[Begin Provided passage]

Preprocessing

Simon Vandekar

Objectives

  • These slides are a three lecture series
    • Part 1: Preprocessing related to all data types
    • Part 2: Preprocessing specific to structural data
    • Part 3: Preprocessing specific to functional data

Preprocessing

  • General
  • Structural
  • Functional (fMRI)
    • Task fMRI
    • resting state fMRI

General

  • Inhomogeneity correction
  • Brain extraction
  • Registration (also called [spatial] normalization)
  • Spatial smoothing (applied downstream prior to analysis)

Structural

fsleyes images/MNI152_T1_1mm_brain.nii.gz images/simon.nii.gz
  • Inhomogeneity correction
  • Brain extraction
  • Registration
  • Tissue segmentation
  • Volume estimation
  • Surface reconstruction and cortical thickness estimation
  • Spatial smoothing

Functional

  • Inhomogeneity correction
  • Brain extraction (via structural image)
  • Registration
  • Motion correction
  • Slice timing correction
  • Distortion correction (if field map available)
  • Temporal filtering & confound regression
  • Spatial smoothing

Inhomogeneity correction and brain extraction

  • I won’t go into detail here, but know that these are preprocessing steps
  • Inhomogeneity correction adjusts for systematic differences in the brightness of the image
  • Brain extraction removes the skull, eyes, and surrounding tissue

Registration

Goal

  • Brains are structurally very different
  • Brains as functions/images can have different coordinate systems
  • To compare features such as function or anatomy it helps if the coordinates are comparable
  • Making coordinates comparable is the goal of registration

Terminology

fsleyes images/MNI152_T1_1mm_brain.nii.gz images/simon.nii.gz

  • Input/moving image I(v), v \in \mathbb{R}^3
  • Reference/target/template image R(v), v \in \mathbb{R}^3
  • We want to find a transformation T such that

I(T(v)) \approx R(v)

[End Provided passage]

> _Actions to take_
1. Tally the lines in the listing below that contain the string "where", treating case as significant. Give only the number.
2. Supply the next part of the preprocessing slides, picking up right after their final line.

[Begin Task input]

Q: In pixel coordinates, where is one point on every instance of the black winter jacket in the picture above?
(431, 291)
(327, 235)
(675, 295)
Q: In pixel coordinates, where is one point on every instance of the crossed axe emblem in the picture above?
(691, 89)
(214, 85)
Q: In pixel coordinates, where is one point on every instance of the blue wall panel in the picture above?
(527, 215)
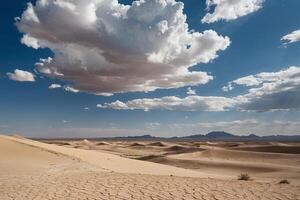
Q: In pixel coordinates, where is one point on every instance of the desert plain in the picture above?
(95, 169)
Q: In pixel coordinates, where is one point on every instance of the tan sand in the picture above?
(34, 170)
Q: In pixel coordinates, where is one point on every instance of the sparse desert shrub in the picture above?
(244, 177)
(284, 182)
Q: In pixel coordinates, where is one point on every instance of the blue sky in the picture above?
(32, 109)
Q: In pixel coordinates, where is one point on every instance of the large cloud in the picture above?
(292, 37)
(230, 9)
(104, 47)
(20, 75)
(190, 103)
(270, 90)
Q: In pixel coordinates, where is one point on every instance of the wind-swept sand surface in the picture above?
(35, 170)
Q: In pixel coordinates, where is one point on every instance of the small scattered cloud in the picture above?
(270, 91)
(70, 89)
(22, 76)
(291, 37)
(230, 9)
(190, 91)
(54, 86)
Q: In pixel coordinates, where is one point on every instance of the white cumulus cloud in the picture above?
(104, 47)
(54, 86)
(230, 9)
(20, 75)
(292, 37)
(190, 103)
(190, 91)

[End Task input]

> _Results in order_
1. 11

2.
General theory

  • Estimation: minimizes cost (or maximizes similarity)
  • Similarity metrics/cost functions
    • Least squares (images have the same scale) C\{ R(v), I(T(v))\} = \int_{v \subset \mathbb{R}^3} \{ I(T(v)) - R(v)\}^2 dv

    • Correlation (images on different scales)

    • Mutual information (images with different contrasts/distributions) \mathrm{MI}(R, I) = \sum_{r,i} \mathbb{P}_{RI}(r, i) \log \left( \frac{\mathbb{P}_{RI}(r, i)}{\mathbb{P}_R(r), \mathbb{P}_I(i)} \right)

      where \mathbb{P}_{RI}(r, i): is the joint probability, and \mathbb{P}_R(r), \mathbb{P}_I(i) are the marginal probabilities

  • Transformation computed to minimize \min_T C\{R(v), I(T(v))\}
  • Some of these cost functions are convex given some assumptions on the images
  • That would imply a global optimum, given some assumtions on I and R
  • Those assumptions are not met, so many adhoc approaches are implemented1
  • Penalty terms are often useful
  • Registration is a challenging problem

Rigid-body

  • Six parameter rigid registration
  • Used to align functional images over time (motion correction)
  • Also used to align images from the same participant collect in the same scan session.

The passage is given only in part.